◆ Given data:
--

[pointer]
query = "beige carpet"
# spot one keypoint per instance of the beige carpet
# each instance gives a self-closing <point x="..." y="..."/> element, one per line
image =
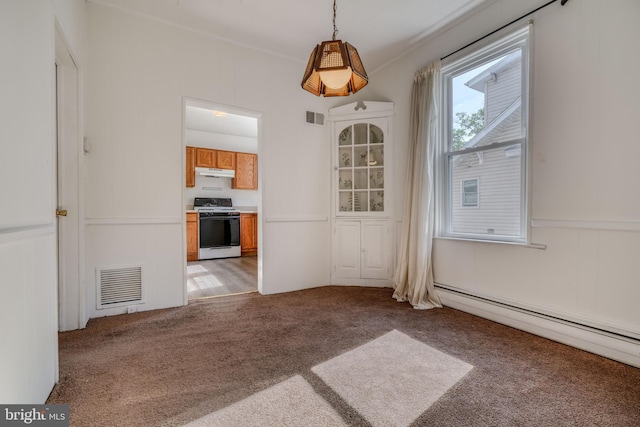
<point x="302" y="358"/>
<point x="284" y="404"/>
<point x="393" y="379"/>
<point x="390" y="381"/>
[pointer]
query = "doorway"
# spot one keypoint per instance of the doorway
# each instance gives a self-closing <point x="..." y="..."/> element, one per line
<point x="220" y="131"/>
<point x="71" y="313"/>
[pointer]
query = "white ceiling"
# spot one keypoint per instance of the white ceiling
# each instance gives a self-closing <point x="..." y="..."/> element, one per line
<point x="381" y="30"/>
<point x="211" y="119"/>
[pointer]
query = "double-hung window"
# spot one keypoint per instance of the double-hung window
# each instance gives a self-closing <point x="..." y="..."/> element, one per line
<point x="484" y="140"/>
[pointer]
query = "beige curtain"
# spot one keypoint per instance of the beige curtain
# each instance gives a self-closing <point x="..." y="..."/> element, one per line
<point x="413" y="278"/>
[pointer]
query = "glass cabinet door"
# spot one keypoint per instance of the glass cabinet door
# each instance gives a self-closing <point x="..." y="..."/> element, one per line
<point x="360" y="166"/>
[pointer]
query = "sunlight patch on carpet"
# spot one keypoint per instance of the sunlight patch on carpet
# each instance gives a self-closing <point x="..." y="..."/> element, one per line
<point x="204" y="282"/>
<point x="195" y="269"/>
<point x="288" y="403"/>
<point x="393" y="379"/>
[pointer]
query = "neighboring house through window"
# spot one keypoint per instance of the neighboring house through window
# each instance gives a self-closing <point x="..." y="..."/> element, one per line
<point x="470" y="192"/>
<point x="485" y="122"/>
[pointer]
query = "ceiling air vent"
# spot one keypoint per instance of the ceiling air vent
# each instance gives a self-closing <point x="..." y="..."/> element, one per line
<point x="315" y="118"/>
<point x="119" y="286"/>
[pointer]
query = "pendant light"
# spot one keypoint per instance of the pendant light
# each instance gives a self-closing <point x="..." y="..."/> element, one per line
<point x="334" y="68"/>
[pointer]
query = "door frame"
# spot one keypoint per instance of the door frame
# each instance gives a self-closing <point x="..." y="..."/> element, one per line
<point x="69" y="188"/>
<point x="194" y="102"/>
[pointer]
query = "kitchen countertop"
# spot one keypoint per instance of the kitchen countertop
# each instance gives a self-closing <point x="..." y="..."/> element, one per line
<point x="247" y="209"/>
<point x="241" y="209"/>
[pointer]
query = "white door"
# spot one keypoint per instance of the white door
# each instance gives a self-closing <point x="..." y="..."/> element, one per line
<point x="346" y="254"/>
<point x="375" y="249"/>
<point x="70" y="294"/>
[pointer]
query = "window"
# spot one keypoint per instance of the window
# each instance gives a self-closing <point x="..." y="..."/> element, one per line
<point x="484" y="139"/>
<point x="470" y="192"/>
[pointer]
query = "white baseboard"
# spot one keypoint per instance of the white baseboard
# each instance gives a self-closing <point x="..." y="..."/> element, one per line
<point x="374" y="283"/>
<point x="609" y="345"/>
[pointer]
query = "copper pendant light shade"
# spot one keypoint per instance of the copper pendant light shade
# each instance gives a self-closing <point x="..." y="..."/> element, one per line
<point x="334" y="68"/>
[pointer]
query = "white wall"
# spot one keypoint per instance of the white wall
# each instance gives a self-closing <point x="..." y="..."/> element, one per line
<point x="583" y="164"/>
<point x="139" y="72"/>
<point x="28" y="268"/>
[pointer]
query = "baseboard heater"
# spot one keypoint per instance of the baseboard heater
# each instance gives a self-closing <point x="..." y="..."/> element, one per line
<point x="608" y="343"/>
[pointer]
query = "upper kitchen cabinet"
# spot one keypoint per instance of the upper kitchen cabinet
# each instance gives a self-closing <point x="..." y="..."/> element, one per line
<point x="225" y="159"/>
<point x="244" y="164"/>
<point x="205" y="158"/>
<point x="246" y="172"/>
<point x="191" y="167"/>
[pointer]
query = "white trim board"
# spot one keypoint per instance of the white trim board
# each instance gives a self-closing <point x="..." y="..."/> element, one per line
<point x="625" y="350"/>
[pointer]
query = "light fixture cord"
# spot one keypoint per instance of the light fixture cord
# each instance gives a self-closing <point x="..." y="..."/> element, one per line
<point x="335" y="30"/>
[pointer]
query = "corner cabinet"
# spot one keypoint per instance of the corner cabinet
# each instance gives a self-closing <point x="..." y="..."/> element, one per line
<point x="363" y="232"/>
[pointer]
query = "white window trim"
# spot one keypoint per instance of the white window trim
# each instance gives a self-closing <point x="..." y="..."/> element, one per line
<point x="490" y="48"/>
<point x="462" y="193"/>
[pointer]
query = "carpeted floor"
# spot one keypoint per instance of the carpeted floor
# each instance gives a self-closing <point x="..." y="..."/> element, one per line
<point x="303" y="358"/>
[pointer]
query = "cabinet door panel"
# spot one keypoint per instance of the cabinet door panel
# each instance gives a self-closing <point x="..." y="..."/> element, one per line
<point x="375" y="254"/>
<point x="346" y="257"/>
<point x="249" y="233"/>
<point x="226" y="160"/>
<point x="205" y="158"/>
<point x="191" y="164"/>
<point x="246" y="172"/>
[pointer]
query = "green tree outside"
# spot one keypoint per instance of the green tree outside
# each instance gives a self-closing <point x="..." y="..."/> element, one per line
<point x="466" y="127"/>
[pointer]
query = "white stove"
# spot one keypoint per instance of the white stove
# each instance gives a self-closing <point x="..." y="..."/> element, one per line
<point x="219" y="228"/>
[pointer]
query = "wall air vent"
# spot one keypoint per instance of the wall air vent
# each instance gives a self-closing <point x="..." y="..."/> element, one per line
<point x="119" y="286"/>
<point x="314" y="118"/>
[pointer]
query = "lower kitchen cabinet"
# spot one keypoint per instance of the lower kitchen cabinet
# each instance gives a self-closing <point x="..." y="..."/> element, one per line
<point x="361" y="250"/>
<point x="192" y="236"/>
<point x="249" y="233"/>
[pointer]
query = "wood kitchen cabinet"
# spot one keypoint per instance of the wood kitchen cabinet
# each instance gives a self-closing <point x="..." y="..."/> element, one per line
<point x="205" y="158"/>
<point x="249" y="233"/>
<point x="225" y="159"/>
<point x="246" y="172"/>
<point x="192" y="236"/>
<point x="191" y="167"/>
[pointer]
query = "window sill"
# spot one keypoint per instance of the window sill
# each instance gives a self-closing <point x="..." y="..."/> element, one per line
<point x="496" y="242"/>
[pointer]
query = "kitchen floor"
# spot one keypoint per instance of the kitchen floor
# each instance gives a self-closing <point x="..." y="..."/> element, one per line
<point x="224" y="276"/>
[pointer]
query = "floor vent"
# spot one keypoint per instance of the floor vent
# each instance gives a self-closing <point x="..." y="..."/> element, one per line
<point x="119" y="286"/>
<point x="315" y="118"/>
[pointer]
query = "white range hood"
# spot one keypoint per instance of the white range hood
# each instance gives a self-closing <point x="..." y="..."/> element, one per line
<point x="216" y="173"/>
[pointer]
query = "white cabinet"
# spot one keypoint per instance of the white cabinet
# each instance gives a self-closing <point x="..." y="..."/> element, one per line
<point x="363" y="241"/>
<point x="361" y="250"/>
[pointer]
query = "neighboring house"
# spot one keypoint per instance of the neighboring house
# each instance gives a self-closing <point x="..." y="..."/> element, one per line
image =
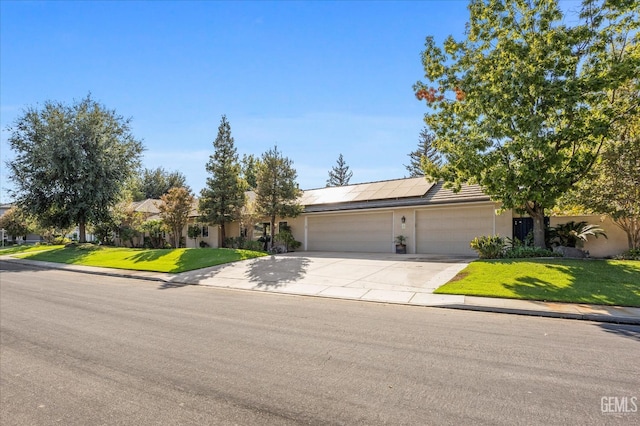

--

◆ Objective: Locate every line in the records above that contains the string "vent", and copy each one out in full. Match case exactly.

◆ The reply:
query = "ceiling air vent"
# spot one keypoint per instance of the ceiling air vent
query = "wall air vent"
# spot one keypoint per instance of the wall air vent
query = "floor vent"
# spot one keypoint per instance of the floor vent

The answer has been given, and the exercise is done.